[Une série d'entrées]
----

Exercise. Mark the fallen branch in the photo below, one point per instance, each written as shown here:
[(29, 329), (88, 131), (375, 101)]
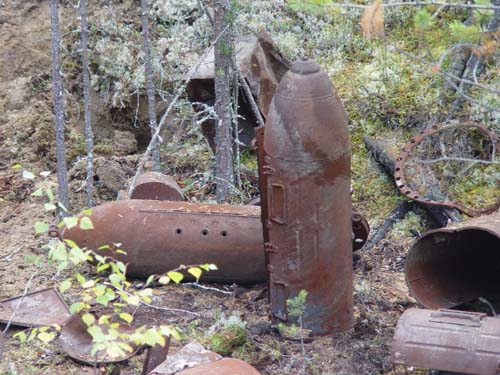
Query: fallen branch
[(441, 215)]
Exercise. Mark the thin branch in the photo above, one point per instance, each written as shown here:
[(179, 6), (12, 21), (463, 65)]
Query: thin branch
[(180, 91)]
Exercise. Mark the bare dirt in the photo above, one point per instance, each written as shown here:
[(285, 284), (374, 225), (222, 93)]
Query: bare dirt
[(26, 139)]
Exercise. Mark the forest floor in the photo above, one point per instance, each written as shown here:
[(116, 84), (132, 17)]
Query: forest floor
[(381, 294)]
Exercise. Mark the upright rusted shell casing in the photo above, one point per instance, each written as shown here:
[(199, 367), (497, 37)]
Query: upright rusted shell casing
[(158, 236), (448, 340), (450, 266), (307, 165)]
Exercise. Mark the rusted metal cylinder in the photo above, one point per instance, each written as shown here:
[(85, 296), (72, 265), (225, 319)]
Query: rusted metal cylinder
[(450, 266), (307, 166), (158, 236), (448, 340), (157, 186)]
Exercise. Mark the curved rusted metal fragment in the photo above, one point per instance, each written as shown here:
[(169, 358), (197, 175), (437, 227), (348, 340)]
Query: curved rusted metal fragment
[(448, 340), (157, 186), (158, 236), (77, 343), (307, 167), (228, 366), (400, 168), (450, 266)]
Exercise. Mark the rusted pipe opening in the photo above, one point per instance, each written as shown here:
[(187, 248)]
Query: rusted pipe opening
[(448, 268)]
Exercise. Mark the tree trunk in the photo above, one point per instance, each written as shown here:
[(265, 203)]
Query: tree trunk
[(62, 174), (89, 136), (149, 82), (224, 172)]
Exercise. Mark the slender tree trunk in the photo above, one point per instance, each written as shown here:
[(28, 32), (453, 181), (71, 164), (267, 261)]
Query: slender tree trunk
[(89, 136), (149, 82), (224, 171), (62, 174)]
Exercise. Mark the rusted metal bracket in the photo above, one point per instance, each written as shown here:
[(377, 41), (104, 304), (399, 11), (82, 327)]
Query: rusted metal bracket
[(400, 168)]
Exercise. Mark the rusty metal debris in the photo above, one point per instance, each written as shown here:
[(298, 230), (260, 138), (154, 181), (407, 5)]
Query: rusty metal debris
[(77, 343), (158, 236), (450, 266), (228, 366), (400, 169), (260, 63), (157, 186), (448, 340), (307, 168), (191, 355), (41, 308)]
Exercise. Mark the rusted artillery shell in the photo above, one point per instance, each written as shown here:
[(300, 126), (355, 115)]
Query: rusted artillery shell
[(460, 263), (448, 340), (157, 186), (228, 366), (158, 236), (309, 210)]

----

Consignes et exigences:
Recopiez à l'identique l'ensemble des entrées ci-dessus, en omettant les images dans votre réponse.

Réponse:
Exercise. Mark the fallen branch in the photo below, one point per instance, each written as shown here:
[(29, 329), (88, 131), (375, 101)]
Query: fallen branch
[(441, 215)]
Exercise. Mark the thin branch in the photo above, one point per instance, each written as shown here:
[(179, 6), (12, 21), (463, 65)]
Query: thin branch
[(180, 91)]
Exercise. Mark the bare dirt in the photo above, one point per instance, each written as shown here:
[(285, 284), (374, 225), (222, 93)]
Query: bare dirt
[(26, 139)]
Exercise. Mark the forest floor in the photo above, one point per instance, each written as shown here:
[(116, 84), (132, 17)]
Query: forest floor
[(381, 294)]
Exercise. Mark the upright rusted shell casing in the photo above, one point per instance, each written as shown here:
[(199, 367), (497, 37)]
Query: upright rusted shell casing
[(158, 236), (448, 340), (450, 266), (307, 165)]
Exercise. Mark the rusted metal cylinder in the photo above, one point per instance, each written as shown here:
[(85, 296), (72, 265), (225, 319)]
Query: rusted metal cylinder
[(450, 266), (307, 166), (158, 236), (448, 340), (157, 186)]
Exercise. Mark the curved rusted metal fragment in the photo above, one point per instance, each written as shown here:
[(169, 358), (197, 175), (437, 227), (348, 340)]
Query: curved rusted metal fragment
[(448, 340), (157, 186), (158, 236), (77, 343), (307, 167), (228, 366), (400, 168), (450, 266)]
Exercise. Mark the rusted pipe opening in the photo above, one point per instance, each written as shown here:
[(187, 248)]
Query: rusted pipe opening
[(448, 268)]
Exercise. Mark the tree trunk in the photo above, one point per instance, each written as shown here:
[(265, 203)]
Query: tree trunk
[(62, 174), (89, 136), (149, 82), (224, 172)]
Exercise. Mark the slender tree trunk in the photo above, one point per instance, each written as shown here:
[(28, 32), (453, 181), (71, 164), (267, 261)]
Query: slender tree trunk
[(89, 136), (149, 82), (224, 171), (62, 174)]
Exercise. Mark the rusted metal bracket in the photo above, one point per instance, each written as shown here:
[(377, 41), (104, 304), (399, 11), (82, 327)]
Query: rusted metal bracket
[(400, 168)]
Exercise. Mark the rusty metal debris in the photo above, one point per instance, each written as shown here:
[(298, 230), (260, 138), (154, 181), (407, 5)]
Query: rusty metal debris
[(77, 343), (158, 236), (450, 266), (228, 366), (400, 169), (260, 63), (157, 186), (448, 340), (307, 168), (191, 355), (41, 308)]
Exercise. Mark the rusted artillery shell in the photo above, one point per instance, each written as shown here:
[(300, 126), (355, 115)]
Query: rusted artillery shell
[(460, 263), (448, 340), (157, 186), (228, 366), (158, 236), (309, 210)]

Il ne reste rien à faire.